[Arbeitsanweisungen]
1. Schreiben Sie den Abschnitt des Lesetextes von „38. Man kann“ bis „sich zu sammeln.“ wortgetreu ab.
2. Was nahm man laut dem Lesetext den Deutschen durch die Inoculation der römischen Cultur, so viel man konnte?

35. Die Resignation besteht darin, dass der Mensch die starke Anspannung aller Sehnen seines Denkens und Fühlens aufgiebt und sie in einen Zustand zurückversetzt, wo sein Denken und Fühlen gewohnheitsmässig und mechanisch wird. Dieses Nachlassen ist mit einer Lust verbunden und die mechanische Bewegung ist wenigstens ohne Unlust.

20 [10]

38. Man kann die grösste Begabung und geistige Erfindsamkeit unterdrücken, wenn man unersättlich im Producieren ist und dem Quellwasser keine Zeit lässt sich zu sammeln.

20 [11]

17. — — — Um das Beispiel einer übermässigen und fast verunglückten Inoculation zu nehmen: die Deutschen, ursprünglich von jener ausserordentlichen Geschlossenheit und Tüchtigkeit, welche Tacitus, der grösste Bewunderer ihrer Gesundheit, schildert, wurden durch die Inoculation der römischen Cultur nicht nur verwundet, sondern fast bis zum Verbluten gebracht: man nahm ihnen Sitte, Religion, Freiheit, Sprache, so viel man konnte; sie sind nicht zu Grunde gegangen, aber dass sie eine tief leidende Nation sind, haben sie durch ihr seelenvolles Verhalten zur Musik bewiesen. Kein Volk hat so viel wunde Stellen, wie die Deutschen, und eben desshalb haben sie eine grössere Begabung zu jeder Art von Freigeisterei.— Ich will bei dieser Betrachtung absichtlich bei dem Menschen verbleiben und mich hüten, aus den Gesetzen über die menschliche Veredelung auf Grund der schwächeren und entarteten Naturen, Schlüsse auf die thierischen Naturen und deren Gesetze zu machen.— Aus dieser ganzen Betrachtung kann der Freigeist den Beweis entnehmen, dass er auch den gebundenen Geistern nützlich ist: denn er hilft dazu, dass das Product der gebundenen Geister, ihr Staat, ihre Cultur, ihre Moral nicht erstarren und absterben; er lässt in Stamm und Aeste immer von Neuem den belebenden Saft der Verjüngung fliessen.

[Daten zur Prüfung]
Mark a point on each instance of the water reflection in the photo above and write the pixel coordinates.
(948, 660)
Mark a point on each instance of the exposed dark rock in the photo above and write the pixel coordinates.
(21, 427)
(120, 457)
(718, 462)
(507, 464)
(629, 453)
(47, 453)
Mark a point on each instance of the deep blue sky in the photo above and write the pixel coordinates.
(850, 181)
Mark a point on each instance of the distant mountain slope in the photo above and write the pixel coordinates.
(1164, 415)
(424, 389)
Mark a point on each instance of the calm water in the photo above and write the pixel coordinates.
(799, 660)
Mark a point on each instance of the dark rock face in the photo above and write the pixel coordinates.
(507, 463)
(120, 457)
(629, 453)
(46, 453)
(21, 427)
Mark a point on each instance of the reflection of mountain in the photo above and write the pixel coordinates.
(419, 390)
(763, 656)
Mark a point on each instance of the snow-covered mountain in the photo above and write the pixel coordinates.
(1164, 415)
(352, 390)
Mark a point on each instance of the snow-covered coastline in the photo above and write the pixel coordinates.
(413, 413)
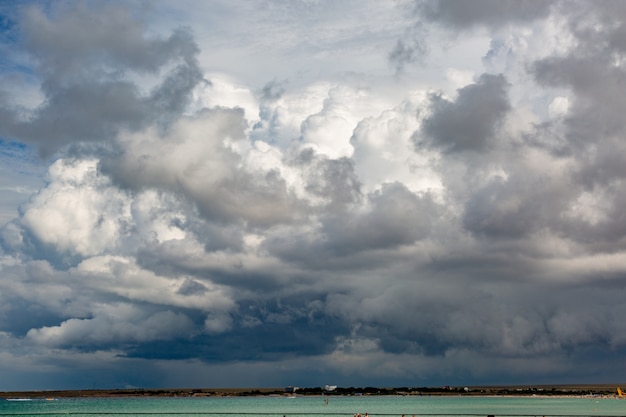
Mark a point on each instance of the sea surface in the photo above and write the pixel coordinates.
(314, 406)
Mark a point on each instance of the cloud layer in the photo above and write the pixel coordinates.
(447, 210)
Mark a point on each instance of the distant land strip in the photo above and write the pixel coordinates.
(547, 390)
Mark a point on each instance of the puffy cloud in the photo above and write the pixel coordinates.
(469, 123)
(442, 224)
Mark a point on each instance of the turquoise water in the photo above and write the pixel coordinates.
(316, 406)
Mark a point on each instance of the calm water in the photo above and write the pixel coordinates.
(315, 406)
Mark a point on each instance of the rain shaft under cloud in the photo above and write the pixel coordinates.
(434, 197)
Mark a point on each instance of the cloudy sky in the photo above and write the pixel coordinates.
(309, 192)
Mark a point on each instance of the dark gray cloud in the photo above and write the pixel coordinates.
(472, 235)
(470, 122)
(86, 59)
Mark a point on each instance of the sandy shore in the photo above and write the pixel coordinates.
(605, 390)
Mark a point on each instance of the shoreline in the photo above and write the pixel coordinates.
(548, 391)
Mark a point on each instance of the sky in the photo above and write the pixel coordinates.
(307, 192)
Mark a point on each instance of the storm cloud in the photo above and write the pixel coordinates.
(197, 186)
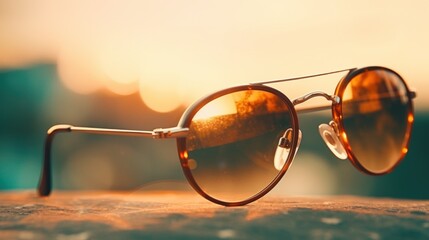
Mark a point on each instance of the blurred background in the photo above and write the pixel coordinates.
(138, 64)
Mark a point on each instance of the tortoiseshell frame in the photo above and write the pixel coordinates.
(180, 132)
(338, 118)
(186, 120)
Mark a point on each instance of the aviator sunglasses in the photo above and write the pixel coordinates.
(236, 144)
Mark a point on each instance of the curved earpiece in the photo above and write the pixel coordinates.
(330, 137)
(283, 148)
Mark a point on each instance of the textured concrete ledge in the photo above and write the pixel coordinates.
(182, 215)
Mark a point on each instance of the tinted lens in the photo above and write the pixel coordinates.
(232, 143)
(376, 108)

* * *

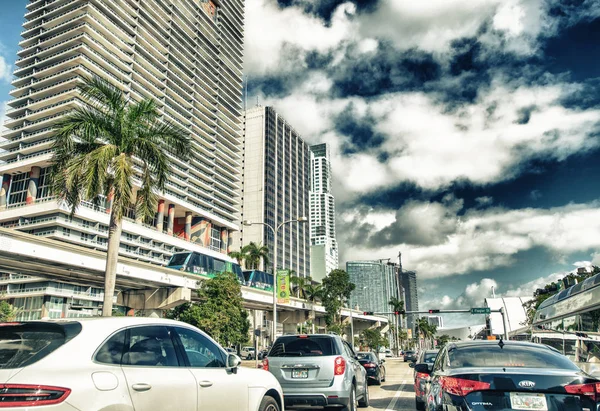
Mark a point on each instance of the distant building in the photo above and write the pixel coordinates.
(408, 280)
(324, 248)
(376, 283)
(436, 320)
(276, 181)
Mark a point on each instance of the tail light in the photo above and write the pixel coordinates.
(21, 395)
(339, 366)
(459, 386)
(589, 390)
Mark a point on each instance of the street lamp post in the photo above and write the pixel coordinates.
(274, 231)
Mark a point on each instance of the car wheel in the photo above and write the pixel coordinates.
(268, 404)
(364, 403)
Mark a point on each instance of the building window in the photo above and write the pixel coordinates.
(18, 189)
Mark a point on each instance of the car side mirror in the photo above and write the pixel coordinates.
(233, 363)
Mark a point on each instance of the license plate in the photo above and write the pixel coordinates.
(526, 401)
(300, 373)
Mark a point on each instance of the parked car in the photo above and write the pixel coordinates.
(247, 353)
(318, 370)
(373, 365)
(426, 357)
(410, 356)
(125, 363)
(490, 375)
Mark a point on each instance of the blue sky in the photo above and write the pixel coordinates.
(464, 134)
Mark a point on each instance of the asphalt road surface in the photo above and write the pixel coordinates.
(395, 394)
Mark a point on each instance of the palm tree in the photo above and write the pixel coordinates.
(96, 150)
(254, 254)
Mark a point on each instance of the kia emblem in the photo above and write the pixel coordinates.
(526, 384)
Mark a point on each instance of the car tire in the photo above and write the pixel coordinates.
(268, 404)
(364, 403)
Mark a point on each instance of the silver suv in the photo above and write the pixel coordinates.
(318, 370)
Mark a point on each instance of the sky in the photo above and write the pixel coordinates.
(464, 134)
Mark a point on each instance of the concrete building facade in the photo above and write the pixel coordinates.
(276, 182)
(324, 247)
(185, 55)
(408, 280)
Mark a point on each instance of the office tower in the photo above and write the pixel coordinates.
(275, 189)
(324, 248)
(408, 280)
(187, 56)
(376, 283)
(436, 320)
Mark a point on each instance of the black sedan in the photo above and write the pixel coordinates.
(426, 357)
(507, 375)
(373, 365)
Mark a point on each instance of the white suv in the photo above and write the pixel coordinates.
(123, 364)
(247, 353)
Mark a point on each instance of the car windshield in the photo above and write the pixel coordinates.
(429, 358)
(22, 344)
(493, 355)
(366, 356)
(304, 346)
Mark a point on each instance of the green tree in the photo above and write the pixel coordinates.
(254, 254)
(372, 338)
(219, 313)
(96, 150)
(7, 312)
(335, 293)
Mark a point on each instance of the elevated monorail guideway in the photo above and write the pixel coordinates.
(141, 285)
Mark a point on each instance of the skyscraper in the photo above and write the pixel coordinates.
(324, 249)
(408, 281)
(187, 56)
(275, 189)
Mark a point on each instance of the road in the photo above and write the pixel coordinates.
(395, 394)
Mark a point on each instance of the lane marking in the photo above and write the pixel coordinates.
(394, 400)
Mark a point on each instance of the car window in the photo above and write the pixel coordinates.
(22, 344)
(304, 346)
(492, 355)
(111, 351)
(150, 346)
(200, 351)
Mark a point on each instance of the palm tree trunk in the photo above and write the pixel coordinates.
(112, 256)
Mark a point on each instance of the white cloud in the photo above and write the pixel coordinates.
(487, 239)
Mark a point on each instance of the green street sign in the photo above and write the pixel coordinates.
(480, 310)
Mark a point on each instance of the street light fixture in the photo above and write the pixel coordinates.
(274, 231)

---

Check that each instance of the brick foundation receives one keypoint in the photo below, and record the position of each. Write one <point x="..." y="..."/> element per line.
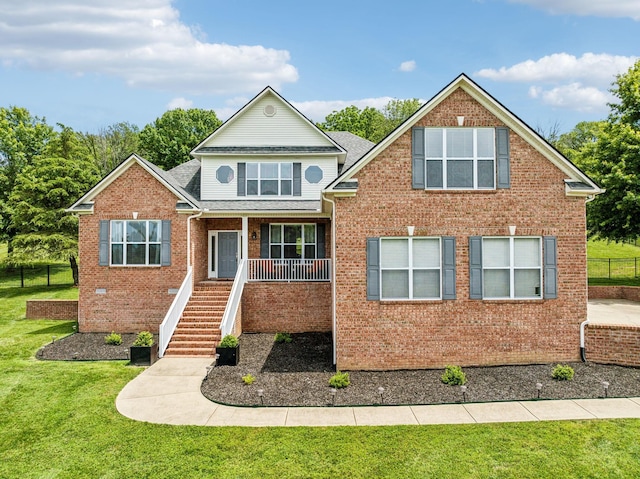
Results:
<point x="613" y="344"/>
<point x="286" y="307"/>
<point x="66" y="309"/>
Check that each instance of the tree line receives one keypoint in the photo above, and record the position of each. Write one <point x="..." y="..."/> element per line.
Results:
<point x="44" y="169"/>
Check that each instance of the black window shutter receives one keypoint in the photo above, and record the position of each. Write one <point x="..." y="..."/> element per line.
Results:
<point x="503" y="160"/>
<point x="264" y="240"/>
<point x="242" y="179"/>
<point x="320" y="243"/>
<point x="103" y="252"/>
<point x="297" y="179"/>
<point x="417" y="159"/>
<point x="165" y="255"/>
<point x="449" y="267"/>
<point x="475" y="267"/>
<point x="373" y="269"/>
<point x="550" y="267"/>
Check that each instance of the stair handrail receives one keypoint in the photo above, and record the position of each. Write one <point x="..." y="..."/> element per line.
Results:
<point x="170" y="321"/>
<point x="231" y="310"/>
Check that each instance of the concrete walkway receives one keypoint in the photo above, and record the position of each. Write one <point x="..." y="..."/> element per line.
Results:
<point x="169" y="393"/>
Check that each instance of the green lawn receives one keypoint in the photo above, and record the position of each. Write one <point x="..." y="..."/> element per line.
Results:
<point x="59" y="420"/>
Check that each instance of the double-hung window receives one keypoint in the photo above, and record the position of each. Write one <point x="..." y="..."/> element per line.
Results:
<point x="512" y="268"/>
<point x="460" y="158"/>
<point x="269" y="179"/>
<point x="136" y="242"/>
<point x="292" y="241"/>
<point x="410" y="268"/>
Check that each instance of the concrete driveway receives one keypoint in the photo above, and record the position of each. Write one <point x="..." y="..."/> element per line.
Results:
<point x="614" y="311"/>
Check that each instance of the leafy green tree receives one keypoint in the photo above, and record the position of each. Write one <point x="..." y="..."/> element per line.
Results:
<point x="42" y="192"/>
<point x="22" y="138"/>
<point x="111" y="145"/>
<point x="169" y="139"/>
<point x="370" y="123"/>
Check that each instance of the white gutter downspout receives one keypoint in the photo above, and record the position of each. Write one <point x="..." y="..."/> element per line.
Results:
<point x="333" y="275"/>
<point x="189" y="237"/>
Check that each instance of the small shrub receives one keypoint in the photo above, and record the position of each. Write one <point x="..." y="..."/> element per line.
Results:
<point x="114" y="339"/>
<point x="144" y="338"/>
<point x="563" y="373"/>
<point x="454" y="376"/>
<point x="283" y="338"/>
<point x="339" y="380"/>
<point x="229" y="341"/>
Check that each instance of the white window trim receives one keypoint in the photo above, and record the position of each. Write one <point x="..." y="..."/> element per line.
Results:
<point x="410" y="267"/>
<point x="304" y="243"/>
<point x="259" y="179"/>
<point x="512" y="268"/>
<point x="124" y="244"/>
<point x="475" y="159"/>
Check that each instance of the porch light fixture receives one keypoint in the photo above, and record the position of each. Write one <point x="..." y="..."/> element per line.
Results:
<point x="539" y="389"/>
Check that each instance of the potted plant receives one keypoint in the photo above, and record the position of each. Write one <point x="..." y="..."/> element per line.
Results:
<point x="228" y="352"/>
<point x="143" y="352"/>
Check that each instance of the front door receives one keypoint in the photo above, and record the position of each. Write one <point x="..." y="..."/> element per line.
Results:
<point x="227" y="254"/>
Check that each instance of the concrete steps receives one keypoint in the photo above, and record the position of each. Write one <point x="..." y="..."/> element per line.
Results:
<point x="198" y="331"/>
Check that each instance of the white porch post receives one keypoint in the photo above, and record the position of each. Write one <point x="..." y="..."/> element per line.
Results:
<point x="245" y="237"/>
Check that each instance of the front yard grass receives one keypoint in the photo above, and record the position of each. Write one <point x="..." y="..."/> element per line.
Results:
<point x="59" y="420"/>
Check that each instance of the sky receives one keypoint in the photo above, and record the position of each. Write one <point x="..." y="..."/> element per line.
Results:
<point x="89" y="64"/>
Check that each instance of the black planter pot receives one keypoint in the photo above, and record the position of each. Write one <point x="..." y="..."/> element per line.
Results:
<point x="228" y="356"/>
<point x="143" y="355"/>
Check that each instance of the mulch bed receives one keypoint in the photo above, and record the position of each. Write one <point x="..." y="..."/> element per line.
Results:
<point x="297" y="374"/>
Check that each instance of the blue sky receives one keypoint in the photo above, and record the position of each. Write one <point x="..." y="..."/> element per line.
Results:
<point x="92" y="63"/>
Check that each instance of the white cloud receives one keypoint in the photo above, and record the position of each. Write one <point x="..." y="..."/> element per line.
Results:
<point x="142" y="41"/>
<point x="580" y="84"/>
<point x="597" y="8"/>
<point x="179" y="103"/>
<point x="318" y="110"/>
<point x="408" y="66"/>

[Lösungen]
1.
38. Man kann die grösste Begabung und geistige Erfindsamkeit unterdrücken, wenn man unersättlich im Producieren ist und dem Quellwasser keine Zeit lässt sich zu sammeln.

2. Sitte, Religion, Freiheit und Sprache.